======== Data shown

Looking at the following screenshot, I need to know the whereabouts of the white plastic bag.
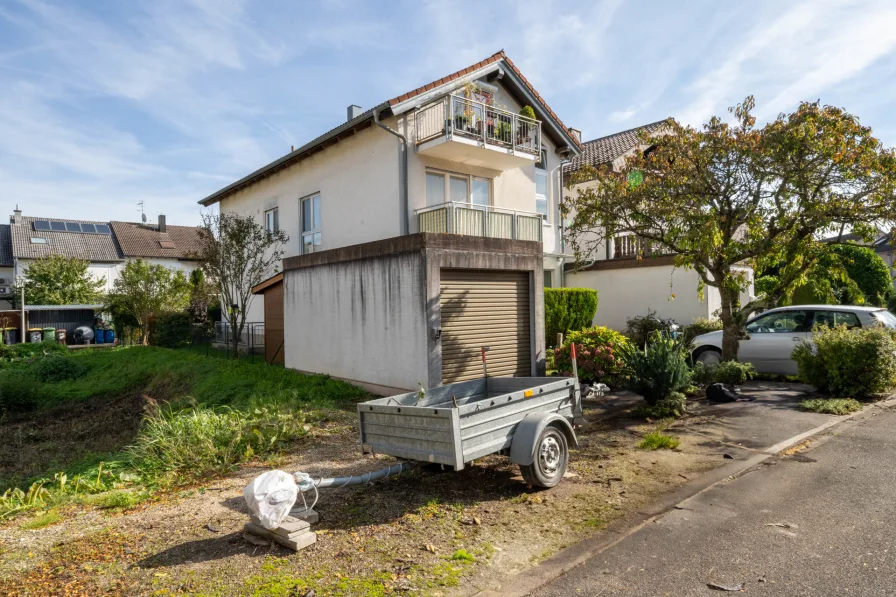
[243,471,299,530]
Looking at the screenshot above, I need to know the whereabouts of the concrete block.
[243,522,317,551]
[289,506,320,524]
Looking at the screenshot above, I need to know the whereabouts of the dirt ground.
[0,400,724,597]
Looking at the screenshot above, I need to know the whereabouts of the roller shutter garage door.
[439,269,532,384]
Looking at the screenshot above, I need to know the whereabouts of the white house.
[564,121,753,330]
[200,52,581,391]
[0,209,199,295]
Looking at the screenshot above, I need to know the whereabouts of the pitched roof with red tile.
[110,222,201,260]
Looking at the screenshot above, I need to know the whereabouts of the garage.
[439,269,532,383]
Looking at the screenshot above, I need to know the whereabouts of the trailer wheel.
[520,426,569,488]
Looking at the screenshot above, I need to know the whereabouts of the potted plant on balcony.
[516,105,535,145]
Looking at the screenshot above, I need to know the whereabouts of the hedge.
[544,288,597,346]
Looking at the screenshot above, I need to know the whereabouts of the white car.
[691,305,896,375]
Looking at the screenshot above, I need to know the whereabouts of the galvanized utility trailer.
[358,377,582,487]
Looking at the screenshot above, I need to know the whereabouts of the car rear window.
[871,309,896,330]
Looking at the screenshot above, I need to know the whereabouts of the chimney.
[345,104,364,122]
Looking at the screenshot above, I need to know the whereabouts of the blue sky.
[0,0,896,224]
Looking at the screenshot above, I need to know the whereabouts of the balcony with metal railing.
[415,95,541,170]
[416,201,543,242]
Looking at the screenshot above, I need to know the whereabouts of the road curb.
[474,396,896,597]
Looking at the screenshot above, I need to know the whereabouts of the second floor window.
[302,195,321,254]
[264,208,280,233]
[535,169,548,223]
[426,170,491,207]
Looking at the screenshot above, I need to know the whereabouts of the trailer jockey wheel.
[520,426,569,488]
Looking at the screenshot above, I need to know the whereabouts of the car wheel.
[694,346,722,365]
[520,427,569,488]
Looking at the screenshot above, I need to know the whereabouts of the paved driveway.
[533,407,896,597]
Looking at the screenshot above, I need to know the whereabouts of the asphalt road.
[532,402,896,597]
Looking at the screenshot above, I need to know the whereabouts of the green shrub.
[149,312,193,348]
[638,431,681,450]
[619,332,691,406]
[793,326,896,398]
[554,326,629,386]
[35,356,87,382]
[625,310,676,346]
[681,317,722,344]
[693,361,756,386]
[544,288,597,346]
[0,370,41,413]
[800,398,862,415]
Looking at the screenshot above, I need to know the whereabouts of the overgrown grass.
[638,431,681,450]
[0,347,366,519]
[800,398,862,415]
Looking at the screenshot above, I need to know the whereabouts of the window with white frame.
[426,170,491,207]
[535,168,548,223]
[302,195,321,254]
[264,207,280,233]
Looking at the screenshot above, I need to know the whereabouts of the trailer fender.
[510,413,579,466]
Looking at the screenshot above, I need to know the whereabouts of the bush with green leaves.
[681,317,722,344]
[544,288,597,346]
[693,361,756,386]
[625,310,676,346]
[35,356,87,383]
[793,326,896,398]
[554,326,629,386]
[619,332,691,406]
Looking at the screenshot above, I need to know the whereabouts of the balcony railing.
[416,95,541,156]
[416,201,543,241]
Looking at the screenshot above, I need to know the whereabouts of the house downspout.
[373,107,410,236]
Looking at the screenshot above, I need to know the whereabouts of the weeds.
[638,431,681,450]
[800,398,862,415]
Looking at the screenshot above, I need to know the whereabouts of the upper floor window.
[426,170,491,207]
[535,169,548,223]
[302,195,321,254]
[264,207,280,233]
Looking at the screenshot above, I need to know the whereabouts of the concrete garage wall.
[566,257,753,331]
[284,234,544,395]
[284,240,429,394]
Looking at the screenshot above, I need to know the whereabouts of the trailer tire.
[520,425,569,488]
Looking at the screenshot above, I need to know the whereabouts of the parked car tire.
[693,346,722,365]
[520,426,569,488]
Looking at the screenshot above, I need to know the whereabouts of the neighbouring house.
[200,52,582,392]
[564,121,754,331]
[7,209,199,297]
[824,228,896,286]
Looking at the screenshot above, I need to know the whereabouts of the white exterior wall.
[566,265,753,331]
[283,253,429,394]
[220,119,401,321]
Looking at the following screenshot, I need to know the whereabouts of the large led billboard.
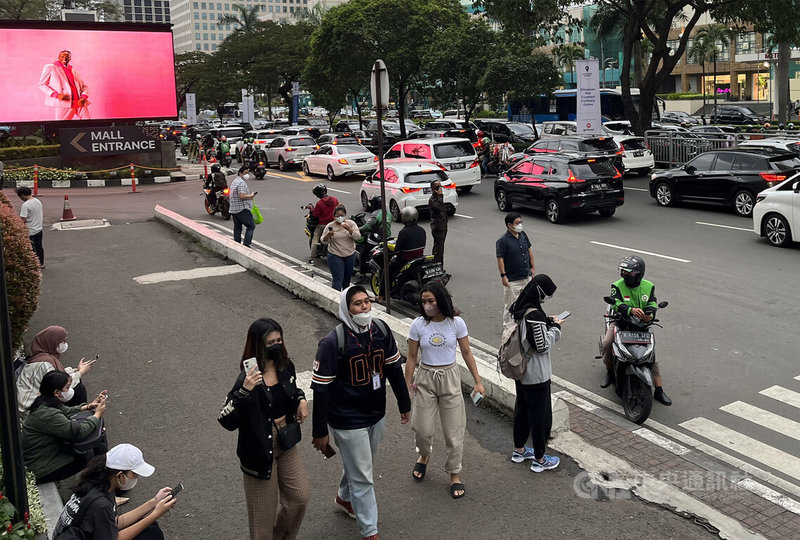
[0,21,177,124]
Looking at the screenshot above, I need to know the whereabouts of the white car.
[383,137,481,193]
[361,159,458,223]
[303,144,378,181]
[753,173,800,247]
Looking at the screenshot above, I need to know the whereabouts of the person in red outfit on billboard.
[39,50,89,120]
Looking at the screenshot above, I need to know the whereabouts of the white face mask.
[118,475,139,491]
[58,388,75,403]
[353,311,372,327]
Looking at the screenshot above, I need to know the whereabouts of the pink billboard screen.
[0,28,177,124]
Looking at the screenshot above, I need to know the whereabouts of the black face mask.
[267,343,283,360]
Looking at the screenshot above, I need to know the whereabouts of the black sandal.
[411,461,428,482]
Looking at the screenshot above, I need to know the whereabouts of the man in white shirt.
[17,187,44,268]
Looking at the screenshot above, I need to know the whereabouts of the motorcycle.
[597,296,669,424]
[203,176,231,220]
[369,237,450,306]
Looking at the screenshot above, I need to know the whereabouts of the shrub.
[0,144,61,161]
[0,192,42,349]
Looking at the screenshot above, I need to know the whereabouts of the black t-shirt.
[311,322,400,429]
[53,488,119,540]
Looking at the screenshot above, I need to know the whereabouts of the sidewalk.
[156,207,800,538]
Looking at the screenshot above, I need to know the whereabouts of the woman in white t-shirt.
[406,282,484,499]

================

List each line of the records above that contains the word "black", copying every such line in full.

= Task answer =
Looking at the screenshot above, I need to know the whereabouts of the black face mask.
Looking at the screenshot above, I need to know the whereabouts of the black sandal.
Looking at the screenshot above, I need to know the whereabouts of the black t-shirt.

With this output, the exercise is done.